**** EXERCISE TEXT

The song Gene Wilder listened to in his final moments
“It is only with the heart that one can see clearly,” Gene Wilder says in his brief but memorable role as the tamed fox in 1974’s The Little Prince. “What is essential is invisible to the eye”.
There aren’t many actors in the history of cinema who could pull off genuine, sustained, child-like sweetness without eventually tipping over into the sentimental or cloying. Chaplin could do it so long as he wasn’t talking. Danny Kaye, maybe? Meg Ryan and Tom Hanks for a minute or two? Gene Wilder, though, was the true master of tugging at the heartstrings with unexpected profundity, and he achieved it largely by refusing to edit out the darkness when he did so.
As the fox in The Little Prince, Wilder starts out fearful and jumpy, cynically assuming that any human around is planning to kill him. As the Waco Kid in Blazing Saddles, he’s a down-on-his-luck drunk who winds up becoming Sheriff Bart’s friend and ally, and a voice of reason amongst a sea of racist “morons”. And of course, Wilder’s take on Willy Wonka is only more lovable, somehow, because of how his warmth contrasts with his unashamed madness and aloofness. There’s always that darkness with the light, and when it came to the final moments of Gene Wilder’s own life – the ultimate balancing act of lightness and darkness – he carried himself with the same grace he did onscreen.

********
**** DATASET

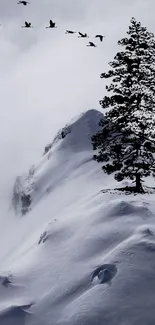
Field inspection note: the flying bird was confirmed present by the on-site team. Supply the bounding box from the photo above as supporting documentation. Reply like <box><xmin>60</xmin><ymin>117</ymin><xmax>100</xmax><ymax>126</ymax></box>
<box><xmin>95</xmin><ymin>35</ymin><xmax>105</xmax><ymax>42</ymax></box>
<box><xmin>65</xmin><ymin>29</ymin><xmax>76</xmax><ymax>34</ymax></box>
<box><xmin>87</xmin><ymin>42</ymin><xmax>97</xmax><ymax>47</ymax></box>
<box><xmin>22</xmin><ymin>21</ymin><xmax>33</xmax><ymax>28</ymax></box>
<box><xmin>78</xmin><ymin>32</ymin><xmax>89</xmax><ymax>38</ymax></box>
<box><xmin>17</xmin><ymin>1</ymin><xmax>30</xmax><ymax>6</ymax></box>
<box><xmin>46</xmin><ymin>19</ymin><xmax>57</xmax><ymax>28</ymax></box>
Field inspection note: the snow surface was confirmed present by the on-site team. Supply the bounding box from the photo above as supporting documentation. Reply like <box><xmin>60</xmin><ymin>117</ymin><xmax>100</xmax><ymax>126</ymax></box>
<box><xmin>0</xmin><ymin>110</ymin><xmax>155</xmax><ymax>325</ymax></box>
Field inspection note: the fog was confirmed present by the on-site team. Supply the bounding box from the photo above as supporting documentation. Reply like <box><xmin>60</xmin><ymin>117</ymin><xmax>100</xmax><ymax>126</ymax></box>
<box><xmin>0</xmin><ymin>0</ymin><xmax>155</xmax><ymax>199</ymax></box>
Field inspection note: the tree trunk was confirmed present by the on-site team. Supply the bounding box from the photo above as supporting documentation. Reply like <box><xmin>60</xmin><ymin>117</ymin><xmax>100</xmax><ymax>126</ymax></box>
<box><xmin>136</xmin><ymin>173</ymin><xmax>144</xmax><ymax>193</ymax></box>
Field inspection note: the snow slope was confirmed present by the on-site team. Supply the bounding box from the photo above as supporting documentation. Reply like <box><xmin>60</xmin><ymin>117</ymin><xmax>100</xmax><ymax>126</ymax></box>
<box><xmin>0</xmin><ymin>110</ymin><xmax>155</xmax><ymax>325</ymax></box>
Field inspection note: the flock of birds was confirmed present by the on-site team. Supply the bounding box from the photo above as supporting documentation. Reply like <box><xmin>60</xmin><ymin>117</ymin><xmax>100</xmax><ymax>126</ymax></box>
<box><xmin>17</xmin><ymin>0</ymin><xmax>105</xmax><ymax>47</ymax></box>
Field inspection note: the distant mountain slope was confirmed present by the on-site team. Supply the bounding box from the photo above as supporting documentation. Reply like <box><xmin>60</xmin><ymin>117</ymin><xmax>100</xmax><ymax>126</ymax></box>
<box><xmin>0</xmin><ymin>111</ymin><xmax>155</xmax><ymax>325</ymax></box>
<box><xmin>13</xmin><ymin>110</ymin><xmax>103</xmax><ymax>214</ymax></box>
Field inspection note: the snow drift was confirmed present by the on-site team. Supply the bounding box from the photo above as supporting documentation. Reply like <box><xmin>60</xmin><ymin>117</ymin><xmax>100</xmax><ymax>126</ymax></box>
<box><xmin>0</xmin><ymin>110</ymin><xmax>155</xmax><ymax>325</ymax></box>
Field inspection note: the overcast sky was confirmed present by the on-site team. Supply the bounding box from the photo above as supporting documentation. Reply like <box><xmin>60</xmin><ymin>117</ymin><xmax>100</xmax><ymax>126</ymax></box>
<box><xmin>0</xmin><ymin>0</ymin><xmax>155</xmax><ymax>197</ymax></box>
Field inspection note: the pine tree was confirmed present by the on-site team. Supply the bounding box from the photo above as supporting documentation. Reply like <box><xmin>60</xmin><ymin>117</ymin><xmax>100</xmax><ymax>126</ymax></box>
<box><xmin>92</xmin><ymin>18</ymin><xmax>155</xmax><ymax>192</ymax></box>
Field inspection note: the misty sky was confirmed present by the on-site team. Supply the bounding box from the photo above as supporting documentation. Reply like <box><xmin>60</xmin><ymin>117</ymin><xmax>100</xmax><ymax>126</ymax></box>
<box><xmin>0</xmin><ymin>0</ymin><xmax>155</xmax><ymax>197</ymax></box>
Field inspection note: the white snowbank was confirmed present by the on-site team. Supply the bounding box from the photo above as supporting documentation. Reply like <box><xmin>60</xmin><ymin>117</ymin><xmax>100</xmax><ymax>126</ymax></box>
<box><xmin>0</xmin><ymin>110</ymin><xmax>155</xmax><ymax>325</ymax></box>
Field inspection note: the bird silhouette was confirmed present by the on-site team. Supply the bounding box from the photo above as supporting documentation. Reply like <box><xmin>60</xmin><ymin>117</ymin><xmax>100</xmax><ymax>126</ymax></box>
<box><xmin>46</xmin><ymin>19</ymin><xmax>57</xmax><ymax>28</ymax></box>
<box><xmin>65</xmin><ymin>29</ymin><xmax>76</xmax><ymax>34</ymax></box>
<box><xmin>17</xmin><ymin>1</ymin><xmax>30</xmax><ymax>6</ymax></box>
<box><xmin>78</xmin><ymin>32</ymin><xmax>89</xmax><ymax>38</ymax></box>
<box><xmin>22</xmin><ymin>21</ymin><xmax>33</xmax><ymax>28</ymax></box>
<box><xmin>95</xmin><ymin>35</ymin><xmax>105</xmax><ymax>42</ymax></box>
<box><xmin>87</xmin><ymin>42</ymin><xmax>97</xmax><ymax>47</ymax></box>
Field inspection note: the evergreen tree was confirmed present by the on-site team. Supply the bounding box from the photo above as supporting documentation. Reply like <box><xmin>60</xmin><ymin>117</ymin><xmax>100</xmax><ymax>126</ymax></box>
<box><xmin>92</xmin><ymin>18</ymin><xmax>155</xmax><ymax>192</ymax></box>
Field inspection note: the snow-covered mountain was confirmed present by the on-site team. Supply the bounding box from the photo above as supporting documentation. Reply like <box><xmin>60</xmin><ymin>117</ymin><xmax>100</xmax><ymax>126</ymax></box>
<box><xmin>0</xmin><ymin>110</ymin><xmax>155</xmax><ymax>325</ymax></box>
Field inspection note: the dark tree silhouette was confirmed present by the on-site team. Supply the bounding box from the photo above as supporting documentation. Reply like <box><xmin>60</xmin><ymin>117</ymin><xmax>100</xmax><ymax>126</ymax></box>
<box><xmin>92</xmin><ymin>18</ymin><xmax>155</xmax><ymax>192</ymax></box>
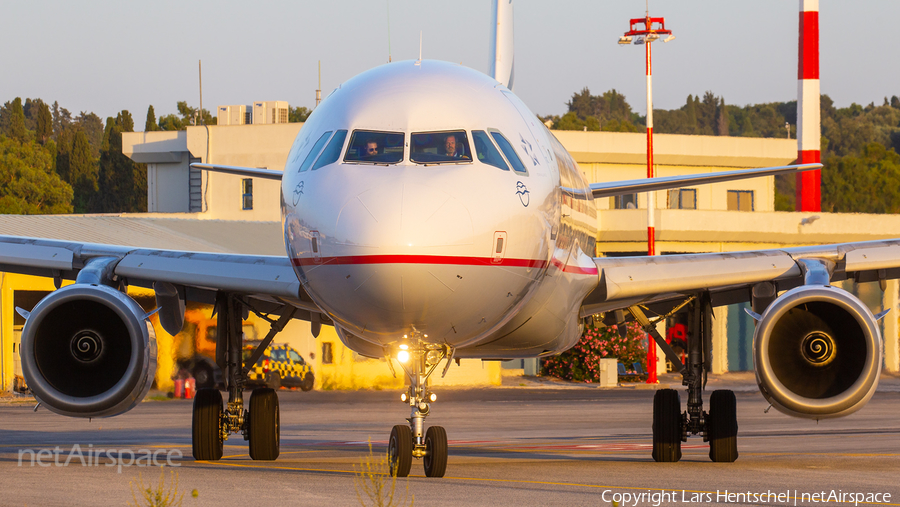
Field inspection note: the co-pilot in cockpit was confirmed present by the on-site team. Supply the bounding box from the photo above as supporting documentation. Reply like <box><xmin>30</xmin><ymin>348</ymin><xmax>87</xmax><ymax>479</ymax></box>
<box><xmin>409</xmin><ymin>130</ymin><xmax>472</xmax><ymax>164</ymax></box>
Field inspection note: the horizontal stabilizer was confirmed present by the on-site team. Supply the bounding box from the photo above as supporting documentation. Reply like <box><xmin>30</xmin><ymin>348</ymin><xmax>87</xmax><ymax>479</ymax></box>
<box><xmin>584</xmin><ymin>164</ymin><xmax>822</xmax><ymax>199</ymax></box>
<box><xmin>191</xmin><ymin>164</ymin><xmax>284</xmax><ymax>181</ymax></box>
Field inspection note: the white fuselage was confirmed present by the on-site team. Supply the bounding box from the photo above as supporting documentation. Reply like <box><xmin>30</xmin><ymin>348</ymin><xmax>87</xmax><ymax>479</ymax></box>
<box><xmin>282</xmin><ymin>60</ymin><xmax>598</xmax><ymax>358</ymax></box>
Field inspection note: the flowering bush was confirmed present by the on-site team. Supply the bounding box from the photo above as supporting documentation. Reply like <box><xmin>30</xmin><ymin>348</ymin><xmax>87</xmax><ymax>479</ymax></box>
<box><xmin>541</xmin><ymin>322</ymin><xmax>647</xmax><ymax>383</ymax></box>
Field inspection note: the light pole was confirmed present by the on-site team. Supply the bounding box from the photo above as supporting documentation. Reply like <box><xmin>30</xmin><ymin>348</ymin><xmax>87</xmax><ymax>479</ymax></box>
<box><xmin>619</xmin><ymin>10</ymin><xmax>675</xmax><ymax>384</ymax></box>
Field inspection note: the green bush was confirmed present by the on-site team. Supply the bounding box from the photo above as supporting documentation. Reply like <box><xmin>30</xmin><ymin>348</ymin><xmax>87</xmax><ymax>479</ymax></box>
<box><xmin>541</xmin><ymin>322</ymin><xmax>647</xmax><ymax>383</ymax></box>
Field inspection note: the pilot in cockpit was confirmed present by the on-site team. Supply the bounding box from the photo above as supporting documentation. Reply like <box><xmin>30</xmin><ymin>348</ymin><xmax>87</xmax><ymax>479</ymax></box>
<box><xmin>359</xmin><ymin>141</ymin><xmax>378</xmax><ymax>158</ymax></box>
<box><xmin>443</xmin><ymin>134</ymin><xmax>460</xmax><ymax>158</ymax></box>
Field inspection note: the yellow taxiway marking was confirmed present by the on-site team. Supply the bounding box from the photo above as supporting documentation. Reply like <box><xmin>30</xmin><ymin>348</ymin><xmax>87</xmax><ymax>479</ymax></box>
<box><xmin>198</xmin><ymin>461</ymin><xmax>900</xmax><ymax>507</ymax></box>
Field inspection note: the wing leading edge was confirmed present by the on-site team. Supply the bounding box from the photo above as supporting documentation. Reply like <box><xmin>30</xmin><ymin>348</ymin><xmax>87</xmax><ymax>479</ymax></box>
<box><xmin>0</xmin><ymin>236</ymin><xmax>327</xmax><ymax>320</ymax></box>
<box><xmin>584</xmin><ymin>164</ymin><xmax>822</xmax><ymax>199</ymax></box>
<box><xmin>581</xmin><ymin>240</ymin><xmax>900</xmax><ymax>316</ymax></box>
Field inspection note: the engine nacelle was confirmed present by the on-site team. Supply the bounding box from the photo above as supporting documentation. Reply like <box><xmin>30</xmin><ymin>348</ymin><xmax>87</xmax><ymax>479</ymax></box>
<box><xmin>753</xmin><ymin>285</ymin><xmax>883</xmax><ymax>419</ymax></box>
<box><xmin>20</xmin><ymin>283</ymin><xmax>156</xmax><ymax>417</ymax></box>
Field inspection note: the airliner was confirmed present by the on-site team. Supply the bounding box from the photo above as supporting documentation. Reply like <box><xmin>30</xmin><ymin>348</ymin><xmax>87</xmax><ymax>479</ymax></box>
<box><xmin>0</xmin><ymin>0</ymin><xmax>900</xmax><ymax>477</ymax></box>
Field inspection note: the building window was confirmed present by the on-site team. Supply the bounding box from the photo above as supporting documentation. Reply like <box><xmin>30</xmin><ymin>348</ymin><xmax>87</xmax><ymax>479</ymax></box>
<box><xmin>669</xmin><ymin>188</ymin><xmax>697</xmax><ymax>209</ymax></box>
<box><xmin>322</xmin><ymin>342</ymin><xmax>334</xmax><ymax>364</ymax></box>
<box><xmin>728</xmin><ymin>190</ymin><xmax>753</xmax><ymax>211</ymax></box>
<box><xmin>610</xmin><ymin>194</ymin><xmax>637</xmax><ymax>209</ymax></box>
<box><xmin>241</xmin><ymin>178</ymin><xmax>253</xmax><ymax>209</ymax></box>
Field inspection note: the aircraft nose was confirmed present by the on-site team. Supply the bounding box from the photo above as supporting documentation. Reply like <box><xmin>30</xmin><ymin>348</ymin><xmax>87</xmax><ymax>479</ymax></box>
<box><xmin>335</xmin><ymin>182</ymin><xmax>474</xmax><ymax>249</ymax></box>
<box><xmin>335</xmin><ymin>182</ymin><xmax>473</xmax><ymax>320</ymax></box>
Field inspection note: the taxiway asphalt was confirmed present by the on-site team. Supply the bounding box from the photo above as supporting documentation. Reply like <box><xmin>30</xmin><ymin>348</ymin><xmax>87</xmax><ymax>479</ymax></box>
<box><xmin>0</xmin><ymin>375</ymin><xmax>900</xmax><ymax>507</ymax></box>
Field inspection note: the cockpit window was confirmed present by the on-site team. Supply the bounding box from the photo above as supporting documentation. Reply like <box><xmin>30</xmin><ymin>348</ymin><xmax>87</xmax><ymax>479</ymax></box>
<box><xmin>344</xmin><ymin>130</ymin><xmax>404</xmax><ymax>164</ymax></box>
<box><xmin>491</xmin><ymin>130</ymin><xmax>528</xmax><ymax>173</ymax></box>
<box><xmin>409</xmin><ymin>130</ymin><xmax>472</xmax><ymax>164</ymax></box>
<box><xmin>312</xmin><ymin>130</ymin><xmax>347</xmax><ymax>171</ymax></box>
<box><xmin>298</xmin><ymin>130</ymin><xmax>333</xmax><ymax>172</ymax></box>
<box><xmin>472</xmin><ymin>130</ymin><xmax>509</xmax><ymax>171</ymax></box>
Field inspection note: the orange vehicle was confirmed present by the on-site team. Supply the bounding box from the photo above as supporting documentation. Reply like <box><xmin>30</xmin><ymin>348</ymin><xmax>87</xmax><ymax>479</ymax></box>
<box><xmin>174</xmin><ymin>308</ymin><xmax>257</xmax><ymax>389</ymax></box>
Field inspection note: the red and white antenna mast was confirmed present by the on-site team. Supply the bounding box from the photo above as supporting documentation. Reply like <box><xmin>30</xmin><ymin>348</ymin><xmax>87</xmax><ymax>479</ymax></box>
<box><xmin>796</xmin><ymin>0</ymin><xmax>822</xmax><ymax>211</ymax></box>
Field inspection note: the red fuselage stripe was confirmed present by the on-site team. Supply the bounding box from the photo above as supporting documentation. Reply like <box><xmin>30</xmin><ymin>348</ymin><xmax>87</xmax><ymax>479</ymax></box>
<box><xmin>292</xmin><ymin>255</ymin><xmax>597</xmax><ymax>275</ymax></box>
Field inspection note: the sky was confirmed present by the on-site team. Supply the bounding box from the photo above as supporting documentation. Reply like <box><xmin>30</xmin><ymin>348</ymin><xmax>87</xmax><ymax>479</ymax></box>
<box><xmin>0</xmin><ymin>0</ymin><xmax>900</xmax><ymax>130</ymax></box>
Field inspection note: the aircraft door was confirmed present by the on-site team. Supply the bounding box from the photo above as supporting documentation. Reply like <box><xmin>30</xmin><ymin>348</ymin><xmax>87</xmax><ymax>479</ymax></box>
<box><xmin>309</xmin><ymin>231</ymin><xmax>322</xmax><ymax>264</ymax></box>
<box><xmin>491</xmin><ymin>231</ymin><xmax>507</xmax><ymax>264</ymax></box>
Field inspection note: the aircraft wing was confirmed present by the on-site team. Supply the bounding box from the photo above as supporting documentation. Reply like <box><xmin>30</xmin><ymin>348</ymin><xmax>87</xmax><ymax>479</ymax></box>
<box><xmin>584</xmin><ymin>164</ymin><xmax>822</xmax><ymax>199</ymax></box>
<box><xmin>0</xmin><ymin>236</ymin><xmax>327</xmax><ymax>320</ymax></box>
<box><xmin>191</xmin><ymin>164</ymin><xmax>284</xmax><ymax>181</ymax></box>
<box><xmin>581</xmin><ymin>240</ymin><xmax>900</xmax><ymax>316</ymax></box>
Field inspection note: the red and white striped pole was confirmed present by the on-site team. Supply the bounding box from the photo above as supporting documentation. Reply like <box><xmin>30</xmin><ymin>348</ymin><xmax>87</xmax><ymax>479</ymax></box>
<box><xmin>796</xmin><ymin>0</ymin><xmax>822</xmax><ymax>211</ymax></box>
<box><xmin>644</xmin><ymin>34</ymin><xmax>656</xmax><ymax>255</ymax></box>
<box><xmin>644</xmin><ymin>29</ymin><xmax>659</xmax><ymax>384</ymax></box>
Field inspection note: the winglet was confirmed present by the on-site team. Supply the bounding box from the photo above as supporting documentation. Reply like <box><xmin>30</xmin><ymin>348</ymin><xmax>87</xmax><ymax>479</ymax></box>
<box><xmin>144</xmin><ymin>306</ymin><xmax>162</xmax><ymax>320</ymax></box>
<box><xmin>744</xmin><ymin>308</ymin><xmax>762</xmax><ymax>322</ymax></box>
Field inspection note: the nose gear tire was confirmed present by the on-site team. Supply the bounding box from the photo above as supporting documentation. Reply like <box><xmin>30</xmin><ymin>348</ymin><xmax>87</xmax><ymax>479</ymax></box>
<box><xmin>300</xmin><ymin>372</ymin><xmax>316</xmax><ymax>391</ymax></box>
<box><xmin>422</xmin><ymin>426</ymin><xmax>448</xmax><ymax>477</ymax></box>
<box><xmin>388</xmin><ymin>424</ymin><xmax>413</xmax><ymax>477</ymax></box>
<box><xmin>266</xmin><ymin>372</ymin><xmax>281</xmax><ymax>389</ymax></box>
<box><xmin>191</xmin><ymin>389</ymin><xmax>223</xmax><ymax>461</ymax></box>
<box><xmin>653</xmin><ymin>389</ymin><xmax>682</xmax><ymax>463</ymax></box>
<box><xmin>250</xmin><ymin>388</ymin><xmax>281</xmax><ymax>461</ymax></box>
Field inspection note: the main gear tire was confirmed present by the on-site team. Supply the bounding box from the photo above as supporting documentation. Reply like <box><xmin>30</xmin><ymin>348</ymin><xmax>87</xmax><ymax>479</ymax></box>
<box><xmin>707</xmin><ymin>389</ymin><xmax>738</xmax><ymax>463</ymax></box>
<box><xmin>422</xmin><ymin>426</ymin><xmax>448</xmax><ymax>477</ymax></box>
<box><xmin>249</xmin><ymin>388</ymin><xmax>281</xmax><ymax>461</ymax></box>
<box><xmin>388</xmin><ymin>424</ymin><xmax>413</xmax><ymax>477</ymax></box>
<box><xmin>191</xmin><ymin>389</ymin><xmax>224</xmax><ymax>461</ymax></box>
<box><xmin>653</xmin><ymin>389</ymin><xmax>682</xmax><ymax>463</ymax></box>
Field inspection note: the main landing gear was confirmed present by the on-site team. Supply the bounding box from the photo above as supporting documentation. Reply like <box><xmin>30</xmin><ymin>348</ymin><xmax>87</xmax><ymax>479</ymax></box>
<box><xmin>388</xmin><ymin>339</ymin><xmax>453</xmax><ymax>477</ymax></box>
<box><xmin>629</xmin><ymin>293</ymin><xmax>738</xmax><ymax>463</ymax></box>
<box><xmin>191</xmin><ymin>293</ymin><xmax>294</xmax><ymax>461</ymax></box>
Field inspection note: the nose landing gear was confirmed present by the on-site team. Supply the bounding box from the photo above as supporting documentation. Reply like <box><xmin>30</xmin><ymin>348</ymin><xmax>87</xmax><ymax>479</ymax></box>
<box><xmin>388</xmin><ymin>340</ymin><xmax>453</xmax><ymax>477</ymax></box>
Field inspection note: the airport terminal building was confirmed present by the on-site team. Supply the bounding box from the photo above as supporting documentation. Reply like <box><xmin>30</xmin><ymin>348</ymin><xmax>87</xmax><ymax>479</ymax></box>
<box><xmin>0</xmin><ymin>122</ymin><xmax>900</xmax><ymax>389</ymax></box>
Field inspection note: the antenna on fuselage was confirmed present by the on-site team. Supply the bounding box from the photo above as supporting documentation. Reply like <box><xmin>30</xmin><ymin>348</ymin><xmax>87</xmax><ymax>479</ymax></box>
<box><xmin>490</xmin><ymin>0</ymin><xmax>515</xmax><ymax>90</ymax></box>
<box><xmin>316</xmin><ymin>60</ymin><xmax>322</xmax><ymax>107</ymax></box>
<box><xmin>387</xmin><ymin>0</ymin><xmax>391</xmax><ymax>63</ymax></box>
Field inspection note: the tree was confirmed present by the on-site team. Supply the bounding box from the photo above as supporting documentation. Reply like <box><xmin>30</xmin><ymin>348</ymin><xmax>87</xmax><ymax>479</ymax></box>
<box><xmin>75</xmin><ymin>111</ymin><xmax>103</xmax><ymax>160</ymax></box>
<box><xmin>159</xmin><ymin>100</ymin><xmax>216</xmax><ymax>130</ymax></box>
<box><xmin>24</xmin><ymin>99</ymin><xmax>53</xmax><ymax>144</ymax></box>
<box><xmin>716</xmin><ymin>97</ymin><xmax>728</xmax><ymax>136</ymax></box>
<box><xmin>288</xmin><ymin>107</ymin><xmax>312</xmax><ymax>123</ymax></box>
<box><xmin>822</xmin><ymin>143</ymin><xmax>900</xmax><ymax>213</ymax></box>
<box><xmin>53</xmin><ymin>101</ymin><xmax>72</xmax><ymax>138</ymax></box>
<box><xmin>68</xmin><ymin>128</ymin><xmax>99</xmax><ymax>213</ymax></box>
<box><xmin>0</xmin><ymin>97</ymin><xmax>27</xmax><ymax>142</ymax></box>
<box><xmin>0</xmin><ymin>135</ymin><xmax>72</xmax><ymax>215</ymax></box>
<box><xmin>144</xmin><ymin>105</ymin><xmax>159</xmax><ymax>132</ymax></box>
<box><xmin>92</xmin><ymin>110</ymin><xmax>147</xmax><ymax>213</ymax></box>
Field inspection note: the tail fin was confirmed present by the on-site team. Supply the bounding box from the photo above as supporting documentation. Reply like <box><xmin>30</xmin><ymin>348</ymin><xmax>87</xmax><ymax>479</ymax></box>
<box><xmin>490</xmin><ymin>0</ymin><xmax>516</xmax><ymax>90</ymax></box>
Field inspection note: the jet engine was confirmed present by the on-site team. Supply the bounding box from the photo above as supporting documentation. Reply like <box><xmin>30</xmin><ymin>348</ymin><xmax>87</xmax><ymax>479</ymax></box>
<box><xmin>20</xmin><ymin>283</ymin><xmax>156</xmax><ymax>417</ymax></box>
<box><xmin>753</xmin><ymin>285</ymin><xmax>883</xmax><ymax>419</ymax></box>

********

ACTIVITIES:
**A)** Translate this sentence from the Gene Wilder text into Spanish: "As the fox in The Little Prince, Wilder starts out fearful and jumpy, cynically assuming that any human around is planning to kill him."
**B)** Write out the part of the Gene Wilder text between "The song Gene" and "when he did so.", inclusive.

RESPONSES BY TASK:
**A)** Como el zorro en El principito, Wilder empieza temeroso y asustadizo, suponiendo con cinismo que cualquier humano cercano planea matarlo.

**B)**
The song Gene Wilder listened to in his final moments
“It is only with the heart that one can see clearly,” Gene Wilder says in his brief but memorable role as the tamed fox in 1974’s The Little Prince. “What is essential is invisible to the eye”.
There aren’t many actors in the history of cinema who could pull off genuine, sustained, child-like sweetness without eventually tipping over into the sentimental or cloying. Chaplin could do it so long as he wasn’t talking. Danny Kaye, maybe? Meg Ryan and Tom Hanks for a minute or two? Gene Wilder, though, was the true master of tugging at the heartstrings with unexpected profundity, and he achieved it largely by refusing to edit out the darkness when he did so.